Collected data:
####################
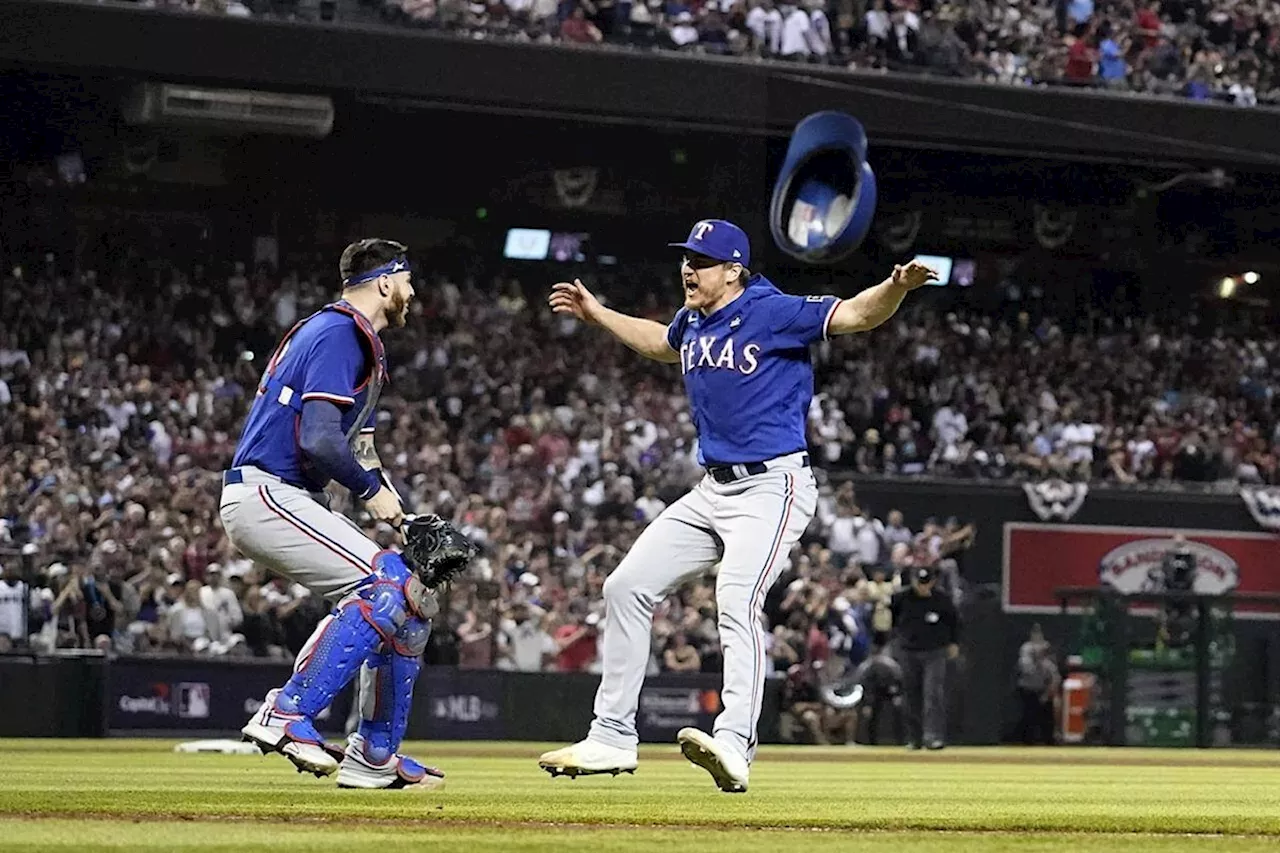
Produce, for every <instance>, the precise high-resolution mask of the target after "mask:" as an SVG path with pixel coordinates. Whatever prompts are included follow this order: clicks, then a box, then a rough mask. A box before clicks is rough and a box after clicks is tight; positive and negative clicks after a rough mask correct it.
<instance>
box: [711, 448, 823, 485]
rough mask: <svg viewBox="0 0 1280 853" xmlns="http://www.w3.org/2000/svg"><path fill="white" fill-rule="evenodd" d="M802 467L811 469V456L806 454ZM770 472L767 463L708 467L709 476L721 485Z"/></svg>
mask: <svg viewBox="0 0 1280 853" xmlns="http://www.w3.org/2000/svg"><path fill="white" fill-rule="evenodd" d="M800 467H809V455H808V453H805V455H804V457H801V460H800ZM768 470H769V466H768V465H767V464H765V462H741V464H739V465H708V466H707V474H709V475H710V478H712V479H713V480H716V482H717V483H719V484H721V485H723V484H726V483H733V482H737V480H741V479H744V478H748V476H755V475H756V474H764V473H765V471H768Z"/></svg>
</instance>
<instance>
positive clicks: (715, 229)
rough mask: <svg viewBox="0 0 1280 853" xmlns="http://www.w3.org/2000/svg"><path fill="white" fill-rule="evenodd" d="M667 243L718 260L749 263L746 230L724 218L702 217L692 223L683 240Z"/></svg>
mask: <svg viewBox="0 0 1280 853" xmlns="http://www.w3.org/2000/svg"><path fill="white" fill-rule="evenodd" d="M667 245H668V246H672V247H676V248H687V250H689V251H691V252H698V254H699V255H705V256H707V257H714V259H716V260H719V261H732V263H736V264H741V265H742V266H750V265H751V241H749V240H748V238H746V232H745V231H742V229H741V228H739V227H737V225H735V224H733V223H731V222H726V220H724V219H703V220H701V222H698V223H694V227H692V228H690V229H689V238H687V240H685V242H682V243H667Z"/></svg>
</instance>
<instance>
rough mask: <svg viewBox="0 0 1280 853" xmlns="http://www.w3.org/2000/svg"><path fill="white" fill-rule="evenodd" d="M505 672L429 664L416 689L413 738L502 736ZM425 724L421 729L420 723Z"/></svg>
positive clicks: (494, 736)
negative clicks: (473, 670)
mask: <svg viewBox="0 0 1280 853" xmlns="http://www.w3.org/2000/svg"><path fill="white" fill-rule="evenodd" d="M503 676H504V674H503V672H495V671H480V670H475V671H468V670H456V669H452V667H447V666H440V667H434V666H433V667H428V669H424V670H422V674H421V675H420V676H419V679H417V686H416V689H415V692H413V713H412V722H411V725H410V733H408V734H410V736H411V738H430V739H431V740H499V739H502V738H504V736H506V734H504V726H503V719H502V692H503V685H504V684H506V680H504V678H503ZM417 724H421V726H422V727H421V729H419V725H417Z"/></svg>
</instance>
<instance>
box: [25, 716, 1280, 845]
mask: <svg viewBox="0 0 1280 853" xmlns="http://www.w3.org/2000/svg"><path fill="white" fill-rule="evenodd" d="M544 748H545V744H517V743H494V744H474V743H466V744H463V743H433V744H410V749H408V752H411V753H412V754H415V756H419V757H421V758H424V760H426V761H429V762H431V763H436V765H439V766H440V767H443V768H444V770H445V772H447V774H448V785H447V788H445V789H444V790H442V792H385V793H380V792H343V790H338V789H337V788H334V785H333V783H332V781H321V780H317V779H314V777H311V776H302V775H298V774H296V772H294V771H293V768H292V766H289V765H288V763H287V762H285V761H284V760H283V758H280V757H278V756H271V757H269V758H262V757H257V756H210V754H178V753H174V752H173V742H157V740H92V742H87V740H76V742H60V740H0V849H5V850H10V849H20V850H54V849H65V850H70V849H76V850H252V849H265V850H271V852H273V853H274V852H280V853H283V852H292V850H326V852H334V853H348V852H355V850H402V849H403V850H411V849H412V850H416V852H421V850H428V849H429V850H448V852H449V853H454V852H457V853H462V852H470V850H481V852H489V850H493V852H495V853H497V852H499V850H500V852H508V850H591V852H593V853H600V852H607V850H628V852H630V850H653V849H658V848H664V849H667V850H672V852H675V850H678V852H680V853H685V852H701V850H717V852H721V853H749V852H754V850H768V852H769V853H782V852H783V850H792V849H805V850H854V849H855V850H868V852H876V853H878V852H881V850H884V852H890V850H892V852H893V853H904V852H910V850H937V849H946V850H961V852H970V850H972V852H974V853H977V852H983V853H987V852H1000V850H1015V849H1016V850H1037V852H1041V850H1043V852H1056V850H1089V852H1092V850H1102V849H1121V848H1123V849H1124V850H1128V852H1138V850H1161V852H1164V850H1196V852H1197V853H1201V852H1208V853H1213V852H1220V850H1231V852H1235V850H1263V849H1266V850H1276V849H1280V753H1275V752H1236V751H1213V752H1187V751H1151V749H1126V751H1115V749H1014V748H969V749H963V748H954V749H948V751H946V752H942V753H906V752H902V751H900V749H891V748H794V747H773V748H764V749H762V751H760V756H759V757H758V761H756V763H755V767H754V768H753V774H751V790H750V792H749V793H748V794H741V795H730V794H722V793H719V792H718V790H717V789H716V786H714V785H713V784H712V781H710V777H709V776H707V774H704V772H703V771H700V770H696V768H694V767H692V766H690V765H689V763H687V762H686V761H684V758H681V756H680V753H678V751H677V749H676V747H673V745H672V747H646V748H645V749H644V751H643V752H641V762H640V770H639V771H637V772H636V775H635V776H620V777H617V779H614V777H609V776H605V777H585V779H576V780H572V779H564V777H561V779H554V780H553V779H549V777H548V776H547V775H545V774H543V772H541V771H539V770H538V767H536V757H538V754H539V753H540V752H541V751H543V749H544Z"/></svg>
####################
When you write out the data, keep every line exact and drop the pictures.

Produce, for every <instance>, the precise high-resolution mask of the target after "mask:" as an SVG path with pixel coordinates. Whatever prompts are included follow this order: clicks, then a box, then a rough mask. A box before clicks is rough and a box after clicks is tight; positive and negative clicks after a rough mask correct it.
<instance>
box: [711, 448, 823, 485]
rough mask: <svg viewBox="0 0 1280 853" xmlns="http://www.w3.org/2000/svg"><path fill="white" fill-rule="evenodd" d="M802 467L811 469V456L806 454ZM770 472L767 463L708 467L709 476L721 485Z"/></svg>
mask: <svg viewBox="0 0 1280 853" xmlns="http://www.w3.org/2000/svg"><path fill="white" fill-rule="evenodd" d="M800 467H809V455H808V453H805V455H804V457H801V460H800ZM768 470H769V466H768V465H767V464H765V462H741V464H739V465H708V466H707V474H709V475H710V478H712V479H713V480H716V482H717V483H719V484H721V485H723V484H726V483H733V482H737V480H741V479H744V478H748V476H755V475H756V474H764V473H765V471H768Z"/></svg>
</instance>
<instance>
positive clicks: (715, 229)
rough mask: <svg viewBox="0 0 1280 853" xmlns="http://www.w3.org/2000/svg"><path fill="white" fill-rule="evenodd" d="M667 243L718 260L749 263L746 230L724 218L702 217L692 223L683 240Z"/></svg>
mask: <svg viewBox="0 0 1280 853" xmlns="http://www.w3.org/2000/svg"><path fill="white" fill-rule="evenodd" d="M667 245H668V246H672V247H676V248H687V250H689V251H691V252H698V254H699V255H705V256H707V257H714V259H716V260H719V261H732V263H736V264H741V265H742V266H750V265H751V241H749V240H748V238H746V232H745V231H742V229H741V228H739V227H737V225H735V224H733V223H731V222H726V220H724V219H703V220H701V222H698V223H694V227H692V228H690V229H689V238H687V240H685V242H682V243H667Z"/></svg>
</instance>
<instance>
rough mask: <svg viewBox="0 0 1280 853" xmlns="http://www.w3.org/2000/svg"><path fill="white" fill-rule="evenodd" d="M505 672L429 664L416 689L413 738L502 736ZM425 724L421 729L420 723Z"/></svg>
positive clicks: (494, 736)
negative clicks: (473, 670)
mask: <svg viewBox="0 0 1280 853" xmlns="http://www.w3.org/2000/svg"><path fill="white" fill-rule="evenodd" d="M503 676H504V674H503V672H495V671H480V670H475V671H468V670H456V669H452V667H447V666H440V667H434V666H433V667H428V669H424V670H422V674H421V675H420V676H419V679H417V686H416V689H415V692H413V713H412V722H411V725H410V733H408V734H410V736H411V738H430V739H431V740H499V739H502V738H504V736H506V734H504V726H503V719H502V692H503V685H504V684H506V680H504V678H503ZM417 724H421V726H422V727H421V729H419V725H417Z"/></svg>
</instance>
<instance>
box: [25, 716, 1280, 845]
mask: <svg viewBox="0 0 1280 853" xmlns="http://www.w3.org/2000/svg"><path fill="white" fill-rule="evenodd" d="M544 748H545V744H517V743H494V744H474V743H466V744H463V743H433V744H410V749H408V752H411V753H412V754H415V756H419V757H421V758H424V760H426V761H429V762H431V763H436V765H439V766H440V767H443V768H444V770H445V772H447V774H448V785H447V788H445V789H444V790H442V792H385V793H380V792H343V790H338V789H337V788H334V785H333V783H332V781H321V780H317V779H314V777H311V776H302V775H298V774H296V772H294V771H293V768H292V766H289V765H288V763H287V762H285V761H284V760H283V758H280V757H278V756H271V757H269V758H262V757H257V756H210V754H178V753H174V752H173V742H157V740H92V742H87V740H76V742H60V740H0V849H5V850H10V849H20V850H54V849H65V850H70V849H76V850H252V849H265V850H271V852H273V853H274V852H280V853H283V852H292V850H326V852H334V853H348V852H355V850H402V849H403V850H411V849H412V850H416V852H421V850H428V849H429V850H448V852H449V853H454V852H457V853H462V852H470V850H481V852H489V850H493V852H495V853H497V852H499V850H500V852H508V850H591V852H593V853H600V852H607V850H628V852H630V850H653V849H658V848H664V849H667V850H672V852H675V850H678V852H680V853H685V852H701V850H717V852H721V853H749V852H754V850H768V852H769V853H782V852H783V850H792V849H805V850H854V849H855V850H868V852H876V853H878V852H881V850H884V852H890V850H892V852H893V853H904V852H910V850H937V849H946V850H961V852H970V850H972V852H974V853H977V852H983V853H987V852H1000V850H1015V849H1016V850H1037V852H1041V850H1043V852H1056V850H1089V852H1092V850H1102V849H1121V848H1123V849H1124V850H1128V852H1138V850H1161V852H1164V850H1196V852H1197V853H1201V852H1208V853H1213V852H1220V850H1231V852H1235V850H1263V849H1266V850H1276V849H1280V753H1275V752H1236V751H1213V752H1187V751H1151V749H1126V751H1115V749H1014V748H969V749H963V748H954V749H948V751H946V752H942V753H906V752H902V751H900V749H891V748H794V747H773V748H764V749H762V751H760V756H759V757H758V761H756V763H755V767H754V768H753V774H751V790H750V792H749V793H748V794H741V795H730V794H722V793H719V792H718V790H717V789H716V786H714V785H713V784H712V781H710V777H709V776H707V774H704V772H703V771H700V770H696V768H694V767H692V766H690V765H689V763H687V762H686V761H684V758H681V756H680V753H678V751H677V749H676V747H673V745H672V747H646V748H645V749H644V751H643V752H641V762H640V770H639V771H637V772H636V775H635V776H620V777H617V779H614V777H609V776H605V777H585V779H576V780H572V779H564V777H561V779H554V780H553V779H549V777H548V776H547V775H545V774H543V772H541V771H539V770H538V767H536V757H538V754H539V753H540V752H541V751H543V749H544Z"/></svg>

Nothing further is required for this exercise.